▶ **DATA PROVIDED**
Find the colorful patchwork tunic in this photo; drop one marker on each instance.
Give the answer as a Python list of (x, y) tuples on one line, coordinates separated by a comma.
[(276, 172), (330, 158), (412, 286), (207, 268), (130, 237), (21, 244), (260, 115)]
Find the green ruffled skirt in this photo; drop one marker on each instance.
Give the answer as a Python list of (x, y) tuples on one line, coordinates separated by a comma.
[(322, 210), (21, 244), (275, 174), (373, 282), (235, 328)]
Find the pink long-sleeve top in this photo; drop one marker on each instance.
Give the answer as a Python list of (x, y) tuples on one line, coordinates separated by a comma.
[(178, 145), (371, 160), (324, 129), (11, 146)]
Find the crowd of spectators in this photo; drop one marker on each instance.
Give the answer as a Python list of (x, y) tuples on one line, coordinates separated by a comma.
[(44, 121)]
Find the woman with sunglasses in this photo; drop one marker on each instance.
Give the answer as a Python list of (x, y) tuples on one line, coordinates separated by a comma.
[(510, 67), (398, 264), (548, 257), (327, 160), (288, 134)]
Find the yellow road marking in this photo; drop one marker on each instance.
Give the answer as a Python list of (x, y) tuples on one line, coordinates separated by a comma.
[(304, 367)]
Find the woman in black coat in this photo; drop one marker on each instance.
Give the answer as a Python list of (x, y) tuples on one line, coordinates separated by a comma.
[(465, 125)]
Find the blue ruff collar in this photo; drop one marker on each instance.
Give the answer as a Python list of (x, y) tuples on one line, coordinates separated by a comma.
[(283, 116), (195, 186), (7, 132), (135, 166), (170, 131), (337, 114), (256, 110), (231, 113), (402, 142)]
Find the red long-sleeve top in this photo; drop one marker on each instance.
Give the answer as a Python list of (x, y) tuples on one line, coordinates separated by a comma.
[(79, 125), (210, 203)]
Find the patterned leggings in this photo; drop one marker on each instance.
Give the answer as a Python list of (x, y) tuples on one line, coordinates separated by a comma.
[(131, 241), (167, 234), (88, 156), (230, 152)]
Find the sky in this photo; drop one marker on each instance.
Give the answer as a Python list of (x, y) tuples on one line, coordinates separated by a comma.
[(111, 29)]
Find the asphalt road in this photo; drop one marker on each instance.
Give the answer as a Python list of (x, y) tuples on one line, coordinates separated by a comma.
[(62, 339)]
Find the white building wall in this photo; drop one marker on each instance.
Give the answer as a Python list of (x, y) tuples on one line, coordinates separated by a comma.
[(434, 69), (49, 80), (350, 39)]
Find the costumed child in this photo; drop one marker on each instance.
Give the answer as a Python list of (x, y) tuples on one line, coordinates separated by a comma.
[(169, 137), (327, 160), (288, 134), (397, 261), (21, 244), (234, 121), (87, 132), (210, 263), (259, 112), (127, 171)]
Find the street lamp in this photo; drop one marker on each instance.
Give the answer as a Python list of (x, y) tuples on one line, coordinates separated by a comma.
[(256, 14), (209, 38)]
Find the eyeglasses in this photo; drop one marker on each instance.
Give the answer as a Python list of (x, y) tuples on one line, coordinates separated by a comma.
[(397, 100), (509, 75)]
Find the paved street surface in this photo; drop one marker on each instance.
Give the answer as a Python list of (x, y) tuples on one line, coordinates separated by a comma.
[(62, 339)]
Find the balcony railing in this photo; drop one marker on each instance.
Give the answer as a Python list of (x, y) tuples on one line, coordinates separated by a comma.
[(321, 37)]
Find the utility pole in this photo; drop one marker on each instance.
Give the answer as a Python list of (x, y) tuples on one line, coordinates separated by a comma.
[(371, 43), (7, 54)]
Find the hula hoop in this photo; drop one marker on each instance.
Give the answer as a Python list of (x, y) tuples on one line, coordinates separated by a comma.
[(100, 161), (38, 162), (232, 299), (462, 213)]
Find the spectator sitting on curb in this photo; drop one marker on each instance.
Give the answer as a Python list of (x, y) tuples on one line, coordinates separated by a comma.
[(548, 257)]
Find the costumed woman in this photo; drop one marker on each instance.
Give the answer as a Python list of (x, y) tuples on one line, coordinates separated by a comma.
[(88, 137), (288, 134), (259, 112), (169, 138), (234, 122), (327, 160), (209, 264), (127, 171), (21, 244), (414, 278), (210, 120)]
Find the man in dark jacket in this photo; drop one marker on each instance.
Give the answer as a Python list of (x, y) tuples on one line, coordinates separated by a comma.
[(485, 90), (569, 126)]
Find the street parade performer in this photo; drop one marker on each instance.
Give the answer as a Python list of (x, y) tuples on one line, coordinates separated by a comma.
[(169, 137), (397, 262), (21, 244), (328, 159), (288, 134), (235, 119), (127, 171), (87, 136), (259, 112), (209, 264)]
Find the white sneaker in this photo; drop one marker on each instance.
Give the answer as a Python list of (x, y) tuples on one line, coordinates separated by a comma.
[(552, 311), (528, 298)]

==

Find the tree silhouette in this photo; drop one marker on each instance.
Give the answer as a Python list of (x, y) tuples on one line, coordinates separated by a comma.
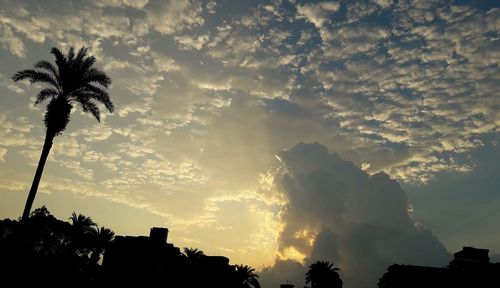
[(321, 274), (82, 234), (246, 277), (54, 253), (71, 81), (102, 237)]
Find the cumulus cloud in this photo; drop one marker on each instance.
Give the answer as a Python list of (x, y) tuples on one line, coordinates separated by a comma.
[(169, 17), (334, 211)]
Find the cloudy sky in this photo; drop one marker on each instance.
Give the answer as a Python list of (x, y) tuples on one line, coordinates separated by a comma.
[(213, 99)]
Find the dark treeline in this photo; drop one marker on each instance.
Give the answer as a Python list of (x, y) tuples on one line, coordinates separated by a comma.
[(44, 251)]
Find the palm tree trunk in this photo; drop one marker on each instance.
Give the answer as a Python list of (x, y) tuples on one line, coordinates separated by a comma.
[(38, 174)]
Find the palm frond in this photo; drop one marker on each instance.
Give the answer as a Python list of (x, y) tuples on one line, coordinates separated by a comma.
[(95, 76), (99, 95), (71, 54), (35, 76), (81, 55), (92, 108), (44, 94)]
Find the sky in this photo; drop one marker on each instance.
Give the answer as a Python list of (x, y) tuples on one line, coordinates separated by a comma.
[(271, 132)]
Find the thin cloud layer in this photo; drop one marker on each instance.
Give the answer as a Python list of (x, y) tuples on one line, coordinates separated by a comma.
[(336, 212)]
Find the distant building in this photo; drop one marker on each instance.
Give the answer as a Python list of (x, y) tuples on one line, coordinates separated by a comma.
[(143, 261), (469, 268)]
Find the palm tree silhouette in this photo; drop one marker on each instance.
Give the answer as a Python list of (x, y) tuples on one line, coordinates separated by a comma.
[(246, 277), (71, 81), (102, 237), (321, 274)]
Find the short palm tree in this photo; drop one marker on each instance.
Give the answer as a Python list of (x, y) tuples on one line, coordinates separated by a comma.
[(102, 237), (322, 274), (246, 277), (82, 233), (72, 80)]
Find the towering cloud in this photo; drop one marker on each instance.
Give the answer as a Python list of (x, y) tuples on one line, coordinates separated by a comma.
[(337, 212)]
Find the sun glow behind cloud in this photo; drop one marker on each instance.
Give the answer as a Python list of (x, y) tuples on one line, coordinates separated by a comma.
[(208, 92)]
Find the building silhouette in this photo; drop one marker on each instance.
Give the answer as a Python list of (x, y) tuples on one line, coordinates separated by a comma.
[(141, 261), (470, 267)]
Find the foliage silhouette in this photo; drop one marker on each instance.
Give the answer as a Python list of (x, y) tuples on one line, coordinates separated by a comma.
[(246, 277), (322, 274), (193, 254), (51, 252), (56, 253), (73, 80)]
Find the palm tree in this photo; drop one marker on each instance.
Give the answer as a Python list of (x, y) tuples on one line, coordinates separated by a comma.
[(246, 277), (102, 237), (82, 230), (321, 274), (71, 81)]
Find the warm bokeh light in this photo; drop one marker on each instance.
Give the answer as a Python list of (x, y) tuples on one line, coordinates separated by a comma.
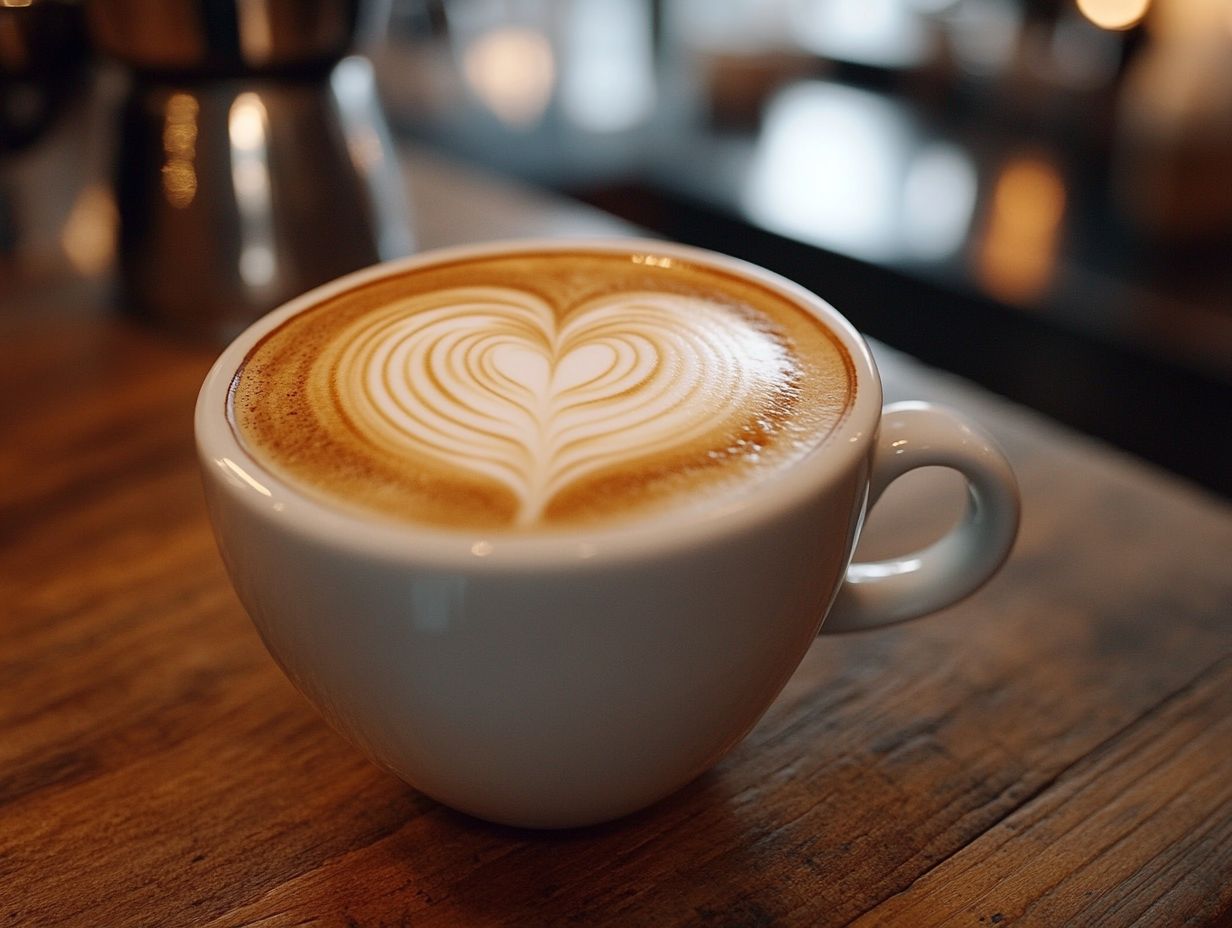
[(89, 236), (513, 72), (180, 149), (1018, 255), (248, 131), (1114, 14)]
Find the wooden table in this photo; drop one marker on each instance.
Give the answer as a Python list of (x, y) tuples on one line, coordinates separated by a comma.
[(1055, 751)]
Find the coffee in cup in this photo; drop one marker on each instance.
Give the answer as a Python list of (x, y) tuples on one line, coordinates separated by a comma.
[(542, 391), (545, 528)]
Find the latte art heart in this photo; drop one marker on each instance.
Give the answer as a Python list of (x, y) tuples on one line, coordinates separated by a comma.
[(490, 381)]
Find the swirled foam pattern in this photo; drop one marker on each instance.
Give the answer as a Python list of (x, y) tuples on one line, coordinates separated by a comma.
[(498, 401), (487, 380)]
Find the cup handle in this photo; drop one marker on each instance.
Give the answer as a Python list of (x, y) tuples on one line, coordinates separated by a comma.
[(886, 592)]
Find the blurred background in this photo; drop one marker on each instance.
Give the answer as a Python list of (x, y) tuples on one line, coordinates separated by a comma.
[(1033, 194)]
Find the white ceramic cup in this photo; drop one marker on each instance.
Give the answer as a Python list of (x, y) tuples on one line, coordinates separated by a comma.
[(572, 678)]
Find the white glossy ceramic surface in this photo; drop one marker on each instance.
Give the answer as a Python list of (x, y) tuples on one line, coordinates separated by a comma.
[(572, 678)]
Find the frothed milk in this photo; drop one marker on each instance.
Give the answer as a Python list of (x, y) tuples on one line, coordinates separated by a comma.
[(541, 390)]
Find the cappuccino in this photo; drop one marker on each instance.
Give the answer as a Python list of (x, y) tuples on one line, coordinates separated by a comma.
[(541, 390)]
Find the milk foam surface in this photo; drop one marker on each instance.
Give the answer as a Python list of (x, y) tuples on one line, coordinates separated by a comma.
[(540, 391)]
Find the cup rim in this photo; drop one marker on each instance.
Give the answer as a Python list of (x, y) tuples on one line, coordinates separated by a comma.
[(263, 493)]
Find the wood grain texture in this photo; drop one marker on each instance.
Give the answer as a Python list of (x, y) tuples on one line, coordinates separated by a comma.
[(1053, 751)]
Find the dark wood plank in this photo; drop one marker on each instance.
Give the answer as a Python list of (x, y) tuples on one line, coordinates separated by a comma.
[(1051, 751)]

---

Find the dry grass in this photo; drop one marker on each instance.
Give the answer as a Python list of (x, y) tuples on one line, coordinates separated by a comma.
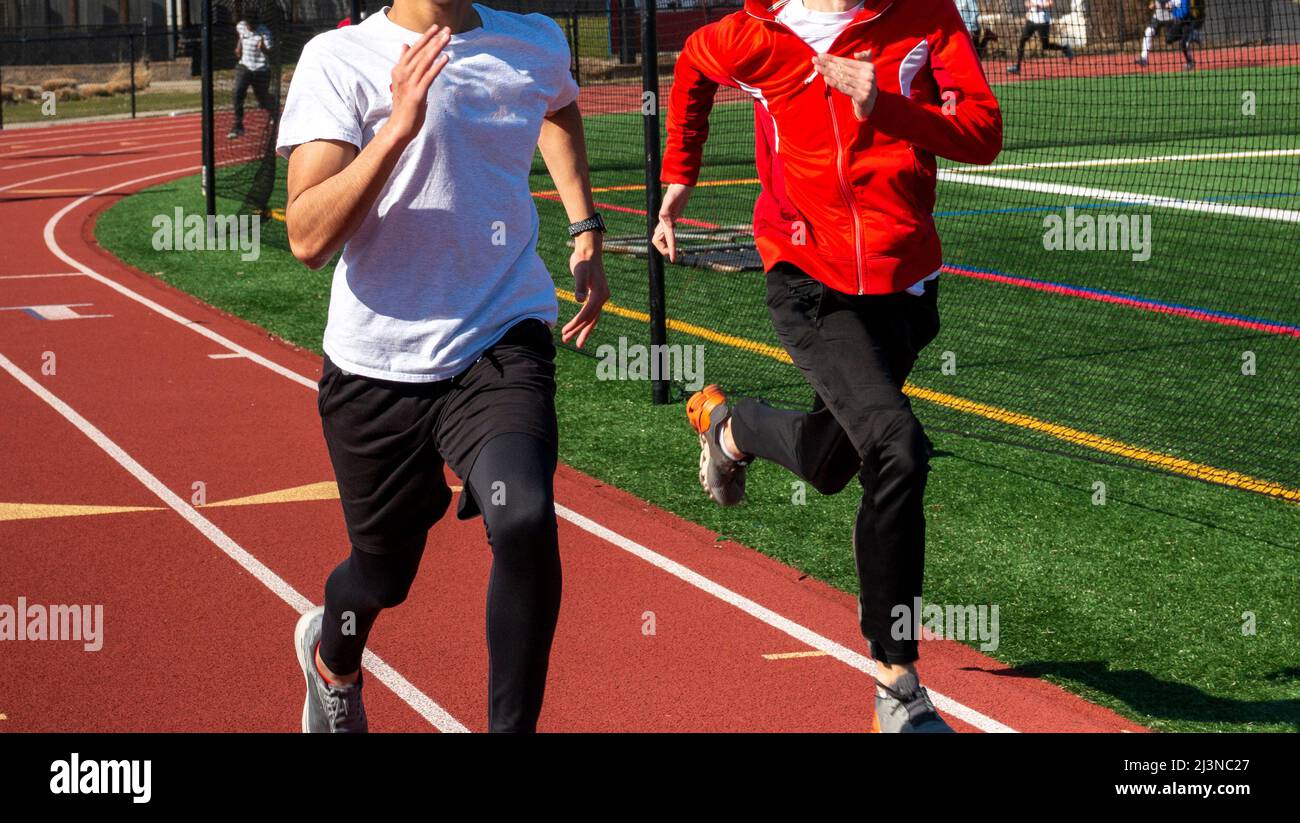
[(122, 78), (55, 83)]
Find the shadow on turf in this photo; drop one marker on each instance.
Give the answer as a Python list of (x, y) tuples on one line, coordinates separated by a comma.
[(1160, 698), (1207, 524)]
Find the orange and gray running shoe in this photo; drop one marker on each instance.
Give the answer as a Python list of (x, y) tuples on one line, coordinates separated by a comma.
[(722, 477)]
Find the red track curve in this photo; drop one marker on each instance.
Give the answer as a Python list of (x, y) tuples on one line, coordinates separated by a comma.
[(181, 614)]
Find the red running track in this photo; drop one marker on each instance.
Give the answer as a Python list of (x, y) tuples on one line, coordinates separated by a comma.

▶ **STATED TASK**
Identify each line above that contains the word "sleeve", and copy those lines in full.

▶ **SOLUTION TO THIS TASK**
Find the pink long-sleeve top in this photo; drop one marker on each instance.
Find the red long-sleeve top in this photo; drop one marker on each instance.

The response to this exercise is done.